- Set task -
Lay out every line of the entries below as a Markdown table with the columns "Row" and "Line text", numbering the rows in order and omitting blank lines.

- Material -
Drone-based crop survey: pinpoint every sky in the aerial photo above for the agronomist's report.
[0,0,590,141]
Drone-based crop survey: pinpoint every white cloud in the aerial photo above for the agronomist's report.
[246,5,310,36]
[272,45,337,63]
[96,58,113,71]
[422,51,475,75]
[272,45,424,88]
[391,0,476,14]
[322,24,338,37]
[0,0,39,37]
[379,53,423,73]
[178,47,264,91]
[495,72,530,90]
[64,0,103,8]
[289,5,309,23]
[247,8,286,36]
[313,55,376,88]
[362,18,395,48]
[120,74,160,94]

- Right answer -
| Row | Line text |
|---|---|
| 1 | Drone-based crop survey: pinpoint every sky in the aerial photo above for the agronomist's report. |
| 2 | [0,0,590,141] |
| 3 | Drone-based crop survey: pinpoint every white cloud in the aerial photo above for the agronomist's report. |
| 4 | [246,5,310,36] |
| 5 | [272,45,337,63] |
| 6 | [96,58,113,71] |
| 7 | [422,51,475,75] |
| 8 | [272,45,424,88] |
| 9 | [391,0,476,14] |
| 10 | [322,24,338,37] |
| 11 | [0,0,39,37] |
| 12 | [379,53,423,73] |
| 13 | [178,47,264,91] |
| 14 | [495,72,530,90] |
| 15 | [64,0,103,8] |
| 16 | [289,5,309,23] |
| 17 | [247,8,286,36] |
| 18 | [313,55,376,88] |
| 19 | [362,18,395,48] |
| 20 | [120,74,160,94] |